## Work request:
If a line in the data holds "woman", copy that line out in full.

## Given records:
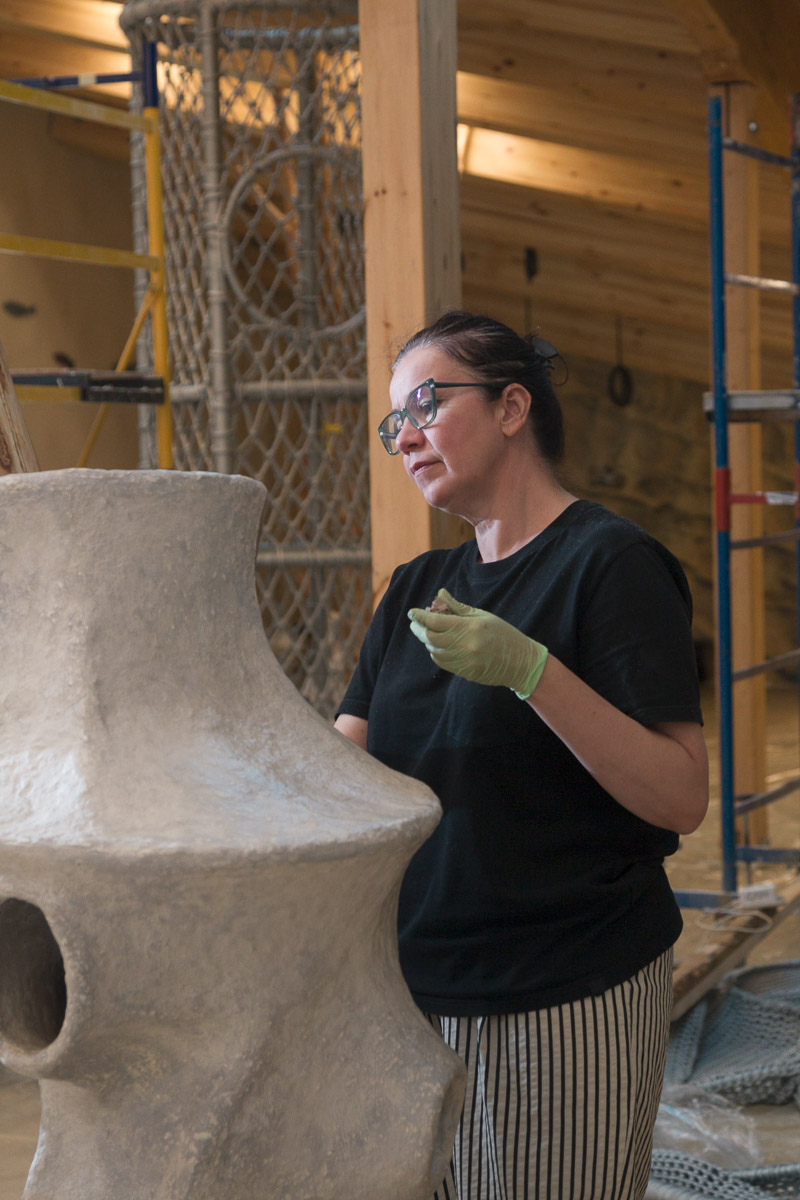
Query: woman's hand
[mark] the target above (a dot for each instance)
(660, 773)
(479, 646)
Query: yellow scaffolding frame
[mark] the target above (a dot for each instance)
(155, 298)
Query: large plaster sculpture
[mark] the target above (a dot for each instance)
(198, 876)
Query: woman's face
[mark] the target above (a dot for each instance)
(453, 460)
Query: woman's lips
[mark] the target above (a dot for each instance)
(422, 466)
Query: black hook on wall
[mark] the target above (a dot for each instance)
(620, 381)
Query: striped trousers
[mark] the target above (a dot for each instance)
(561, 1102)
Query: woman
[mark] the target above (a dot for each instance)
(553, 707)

--

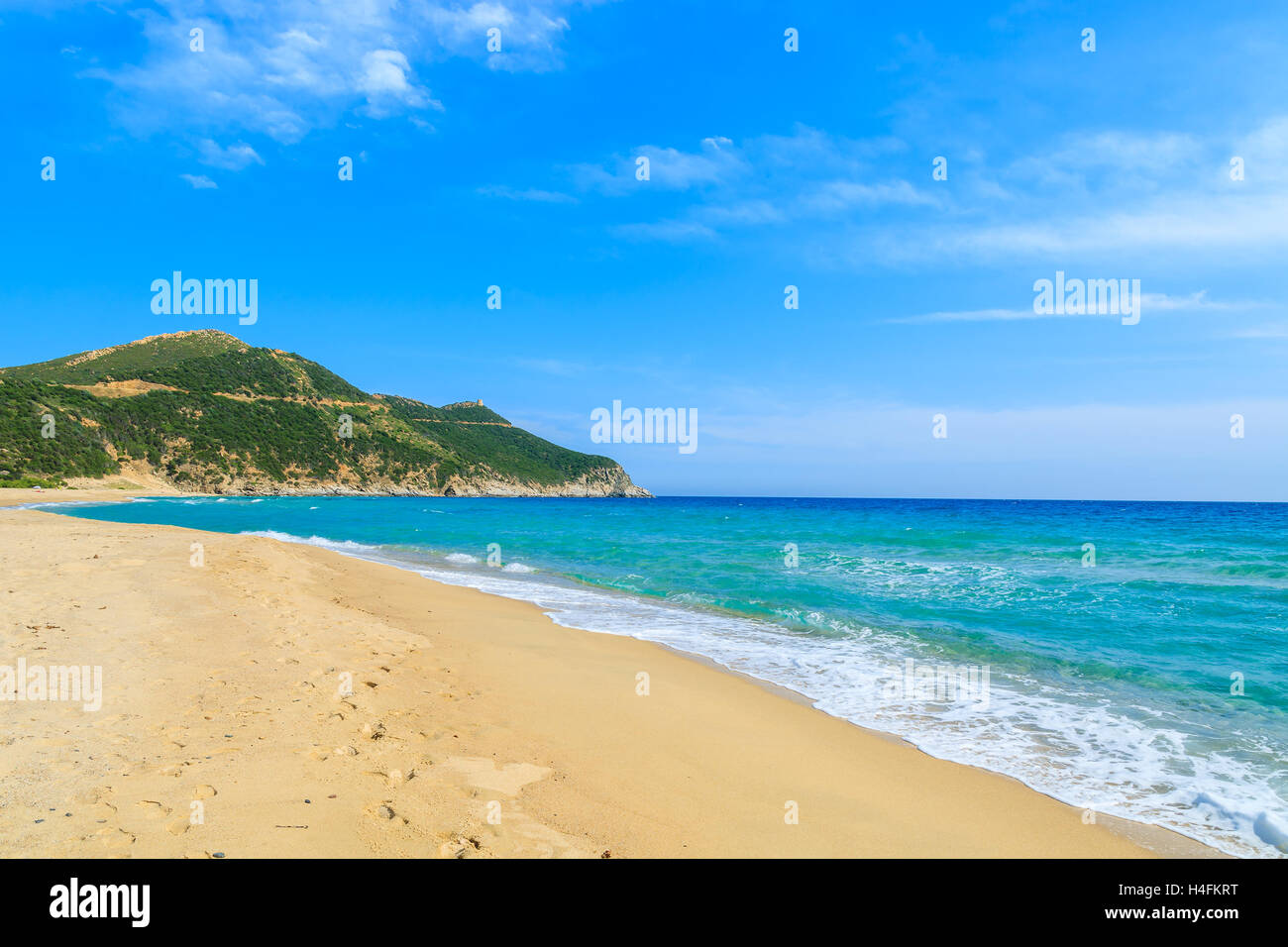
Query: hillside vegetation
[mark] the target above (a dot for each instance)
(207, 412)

## Answer space:
Query: woman's hand
Query: woman's face
Query: woman's lips
Query: woman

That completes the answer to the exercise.